# START OF SOURCE MATERIAL
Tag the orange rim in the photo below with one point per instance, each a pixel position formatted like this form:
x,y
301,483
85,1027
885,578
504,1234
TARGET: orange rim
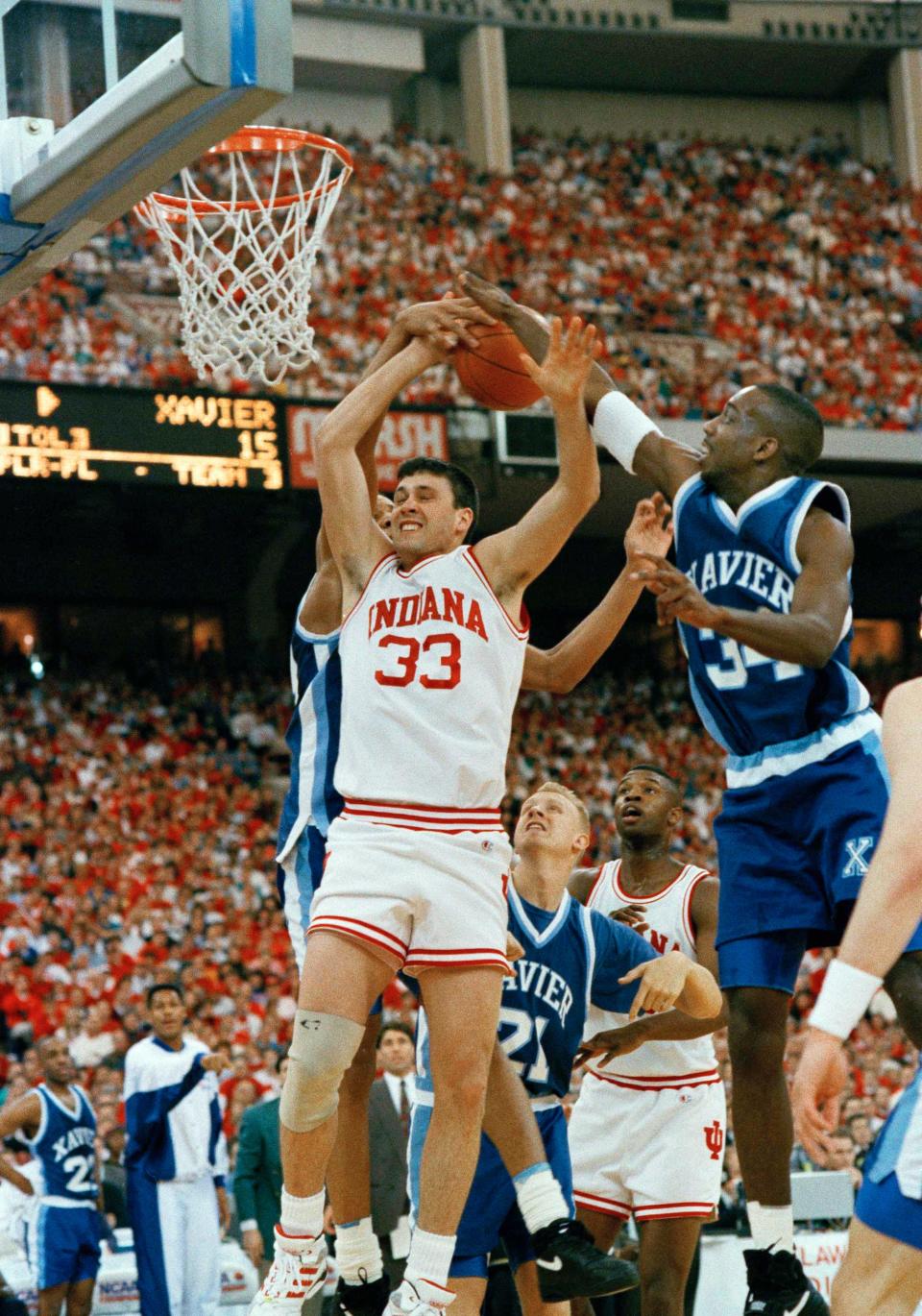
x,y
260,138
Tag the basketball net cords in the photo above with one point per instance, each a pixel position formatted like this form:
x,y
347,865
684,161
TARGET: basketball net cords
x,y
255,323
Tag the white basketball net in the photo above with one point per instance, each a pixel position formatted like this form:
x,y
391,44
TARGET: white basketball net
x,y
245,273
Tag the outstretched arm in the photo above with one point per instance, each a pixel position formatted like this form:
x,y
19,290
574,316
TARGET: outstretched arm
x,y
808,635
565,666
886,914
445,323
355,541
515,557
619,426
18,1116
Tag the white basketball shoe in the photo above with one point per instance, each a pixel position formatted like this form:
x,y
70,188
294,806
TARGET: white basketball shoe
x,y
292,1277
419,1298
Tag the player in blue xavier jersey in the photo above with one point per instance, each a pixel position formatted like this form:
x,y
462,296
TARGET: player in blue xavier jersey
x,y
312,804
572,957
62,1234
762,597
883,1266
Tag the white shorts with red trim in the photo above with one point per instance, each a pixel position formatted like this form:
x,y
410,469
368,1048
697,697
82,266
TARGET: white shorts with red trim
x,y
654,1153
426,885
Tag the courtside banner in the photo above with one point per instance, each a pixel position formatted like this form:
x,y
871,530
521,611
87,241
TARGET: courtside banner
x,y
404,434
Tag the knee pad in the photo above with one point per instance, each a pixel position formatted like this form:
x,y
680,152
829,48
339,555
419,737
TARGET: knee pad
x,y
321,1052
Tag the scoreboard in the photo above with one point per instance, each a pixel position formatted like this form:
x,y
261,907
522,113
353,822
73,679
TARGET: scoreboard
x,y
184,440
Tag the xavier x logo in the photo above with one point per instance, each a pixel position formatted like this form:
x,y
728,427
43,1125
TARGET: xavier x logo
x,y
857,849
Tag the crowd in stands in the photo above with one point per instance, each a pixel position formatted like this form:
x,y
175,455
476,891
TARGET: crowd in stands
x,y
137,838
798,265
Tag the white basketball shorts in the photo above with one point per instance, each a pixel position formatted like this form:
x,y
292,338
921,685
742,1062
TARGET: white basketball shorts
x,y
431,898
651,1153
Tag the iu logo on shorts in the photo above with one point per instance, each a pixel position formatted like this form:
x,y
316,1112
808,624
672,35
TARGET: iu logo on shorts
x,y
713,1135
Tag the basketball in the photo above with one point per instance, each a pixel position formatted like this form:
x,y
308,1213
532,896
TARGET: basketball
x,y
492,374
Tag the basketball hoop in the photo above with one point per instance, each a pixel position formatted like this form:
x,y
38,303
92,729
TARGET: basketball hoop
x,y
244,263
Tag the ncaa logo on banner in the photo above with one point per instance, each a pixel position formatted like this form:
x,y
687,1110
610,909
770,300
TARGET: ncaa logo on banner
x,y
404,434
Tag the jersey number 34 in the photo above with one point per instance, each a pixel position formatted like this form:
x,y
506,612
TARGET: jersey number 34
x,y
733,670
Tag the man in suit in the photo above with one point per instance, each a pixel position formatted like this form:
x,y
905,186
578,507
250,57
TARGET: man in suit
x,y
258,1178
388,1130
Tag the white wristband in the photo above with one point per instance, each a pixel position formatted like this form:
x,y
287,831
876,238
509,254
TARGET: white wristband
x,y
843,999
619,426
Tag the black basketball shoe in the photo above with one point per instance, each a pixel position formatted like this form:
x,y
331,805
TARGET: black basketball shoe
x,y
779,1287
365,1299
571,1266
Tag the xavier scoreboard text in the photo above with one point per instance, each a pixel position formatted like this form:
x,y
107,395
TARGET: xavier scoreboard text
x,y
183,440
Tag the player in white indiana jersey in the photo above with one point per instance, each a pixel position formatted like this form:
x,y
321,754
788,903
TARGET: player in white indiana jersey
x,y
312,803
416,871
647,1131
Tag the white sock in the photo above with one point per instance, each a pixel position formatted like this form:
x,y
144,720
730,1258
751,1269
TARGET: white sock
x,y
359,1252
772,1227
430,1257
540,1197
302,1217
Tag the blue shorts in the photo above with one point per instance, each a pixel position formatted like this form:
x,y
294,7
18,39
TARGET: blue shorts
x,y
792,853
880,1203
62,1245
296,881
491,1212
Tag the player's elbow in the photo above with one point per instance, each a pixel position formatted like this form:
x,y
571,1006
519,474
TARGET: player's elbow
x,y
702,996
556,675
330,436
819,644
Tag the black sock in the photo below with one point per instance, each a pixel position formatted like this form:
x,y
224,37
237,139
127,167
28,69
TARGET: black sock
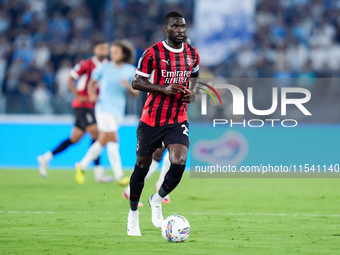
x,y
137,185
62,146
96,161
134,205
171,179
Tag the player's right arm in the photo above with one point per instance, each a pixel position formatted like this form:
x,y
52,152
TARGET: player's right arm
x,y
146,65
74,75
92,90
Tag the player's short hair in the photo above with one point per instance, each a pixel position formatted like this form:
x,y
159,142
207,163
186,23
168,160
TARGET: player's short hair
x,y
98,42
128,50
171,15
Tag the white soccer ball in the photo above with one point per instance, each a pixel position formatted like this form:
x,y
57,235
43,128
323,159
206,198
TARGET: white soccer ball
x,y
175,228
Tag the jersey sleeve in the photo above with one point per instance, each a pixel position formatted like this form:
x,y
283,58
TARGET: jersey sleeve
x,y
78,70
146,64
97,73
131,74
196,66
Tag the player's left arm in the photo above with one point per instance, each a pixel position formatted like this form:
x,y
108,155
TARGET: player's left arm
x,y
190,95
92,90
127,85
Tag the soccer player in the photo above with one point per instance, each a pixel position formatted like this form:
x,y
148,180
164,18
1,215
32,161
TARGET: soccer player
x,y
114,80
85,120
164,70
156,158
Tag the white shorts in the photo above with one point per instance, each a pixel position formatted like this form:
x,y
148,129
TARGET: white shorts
# END OF SOURCE MATERIAL
## TASK REQUIREMENTS:
Print all of the entries above verbatim, from the first line to the last, and omit the pictures.

## EXERCISE OUTPUT:
Tag the orange rim in the photo below with one point per instance, each a pixel position formatted like this form:
x,y
301,483
85,1027
885,578
504,1234
TARGET: orange rim
x,y
260,138
Tag the basketball net cords in the photo above with one point per instance, each a pixel position formatted like this form:
x,y
347,865
684,161
TARGET: basketball net cords
x,y
255,323
Tag the white basketball net in the photo above with one point per instance, each a pixel position formatted like this form:
x,y
391,44
TARGET: white basketball net
x,y
245,273
Tag the outstretched arm in the photo above with one point per instance, each a pixel position formatted like this form:
x,y
19,290
574,316
TARGET: outstretched arm
x,y
808,635
565,666
886,914
445,323
355,541
515,557
619,426
18,1116
Tag the white basketball shoe in the photo above with one point per instance, each a pixel position formatted like this form:
x,y
70,188
294,806
TARGET: white basketball shoe
x,y
292,1277
419,1298
Tag the player in blue xavier jersey in the photo above with one point per instance, each a pixel position formatted like this form:
x,y
462,296
TARGET: player in blue xavier jersey
x,y
312,804
572,957
62,1234
762,597
883,1266
Tag the white shorts with red trim in the photo above with one point per instance, each a pixel position formatted like this form:
x,y
410,469
368,1048
697,697
82,266
TARGET: white shorts with red trim
x,y
654,1153
426,885
Tag the courtside banner in the photo above with one point per instance, each a pixel position formatted like this form:
x,y
871,530
521,611
87,241
TARGET: courtside banner
x,y
404,434
Tag the knee pad in the photo above with one point per instance, each a pixel position formatted like this form:
x,y
680,152
829,48
339,555
419,737
TARGET: knee pad
x,y
321,1052
Tag the scoreboard in the photo above with one point per instance, each a pixel position formatted like this form:
x,y
261,907
522,113
353,822
73,679
TARGET: scoreboard
x,y
184,440
Tag the xavier x logo in the photo above with one point per instance, each a pixel position formatted like this form:
x,y
728,427
43,1125
TARGET: xavier x logo
x,y
857,849
Tag the crowd in stands in the photo above with one point per instance, each a pixel position formatted like this form:
x,y
175,455
476,891
TARGET: crowd in stands
x,y
137,838
798,265
Tag the white basketball shorts in the photo above with one point per instance, each a pixel position formatted like this form:
x,y
292,338
921,685
742,1062
TARGET: white basketball shorts
x,y
431,898
651,1153
Tag the iu logo on shorts in the photo above with one point per instance, each a pixel position formatted like this form:
x,y
316,1112
808,624
672,35
TARGET: iu logo on shorts
x,y
713,1135
Tag the basketball in the photo above with one point per instance, each a pixel position formatted like this form:
x,y
308,1213
532,896
TARGET: basketball
x,y
492,374
Tag the basketball hoop in the photo above with one point per instance, each a pixel position formatted like this form:
x,y
38,303
92,729
TARGET: basketball hoop
x,y
244,263
Tag the ncaa logo on banner in the photo above with one point per instance, each a pixel position formatted like this form:
x,y
687,1110
610,909
770,300
TARGET: ncaa logo on banner
x,y
404,434
Tag the jersey number 34 in the photo above with one point per instance, each a pixel position formatted like this form:
x,y
506,612
TARGET: jersey number 34
x,y
733,670
Tag the man in suit in the photo above with one point per instance, each a pixel position formatted like this form:
x,y
905,186
578,507
250,57
TARGET: man in suit
x,y
258,1178
388,1130
Tag the white wristband in the photo above with one point per instance, each a pixel position formatted like this form:
x,y
287,831
876,238
509,254
TARGET: white wristband
x,y
843,999
619,426
Tag the black basketball shoe in the photo above with one point per instance, each a pixel position formatted like this form:
x,y
331,805
TARGET: black basketball shoe
x,y
779,1287
365,1299
571,1266
Tag the xavier scoreboard text in the photo above with one point per instance, each a pixel position formatted like this form:
x,y
107,395
TARGET: xavier scoreboard text
x,y
183,440
Tag the player in white indiana jersey in the photo above with one point per instance, each a pixel position formatted like this form:
x,y
321,754
788,903
TARGET: player in white indiana jersey
x,y
312,803
416,871
647,1131
Tag the white sock in the photo above with one point per instance, each a pixel position formatted like this form:
x,y
144,720
730,1258
751,1269
TARGET: white sock
x,y
359,1252
772,1227
430,1257
540,1197
302,1217
Tag the blue shorts in the photo above with one point per instance, each a pixel position formatted like this form:
x,y
294,7
18,39
TARGET: blue shorts
x,y
792,853
880,1203
62,1245
296,881
491,1212
Tag the player's elbow in the photo above with one point per instance, each a pixel position formatted like this form:
x,y
571,1006
519,474
TARGET: player's elbow
x,y
702,996
556,675
330,436
819,644
Tag the black sock in the photo below with one point per instance, each a pixel position formatted like this form:
x,y
224,37
237,139
127,167
28,69
TARGET: black sock
x,y
137,185
62,146
96,161
134,205
171,179
Tag the player's right arm in the photo above with one point per instance, each a pixel position formatted like this form:
x,y
52,152
TARGET: player's right arm
x,y
146,65
74,75
92,90
Tag the player's short hair in the photo above with one point per instance, each a pixel position formatted like this form:
x,y
159,142
207,163
186,23
168,160
TARGET: player's short hair
x,y
98,42
128,50
171,15
Tag the white soccer ball in the photo above with one point per instance, each a pixel position formatted like this form:
x,y
57,235
43,128
323,159
206,198
TARGET: white soccer ball
x,y
175,228
Tag the jersey sleeve in the photo above with one point per instance, each a pixel position formatted like this form:
x,y
283,58
TARGET: jersey sleeve
x,y
78,70
146,64
97,73
131,74
196,66
Tag the player's left arm in the photo above with one point per instance, each a pixel position formatted like this form:
x,y
108,155
TARGET: player's left arm
x,y
190,95
92,90
127,85
Tag the soccer player in the photo above with one point per instance, each a pixel position formatted like this form:
x,y
148,180
164,18
1,215
32,161
TARGET: soccer player
x,y
114,80
85,120
164,70
156,158
Tag the white shorts in the photo above with one point per instance, each a pixel position formatted like this form:
x,y
148,129
TARGET: white shorts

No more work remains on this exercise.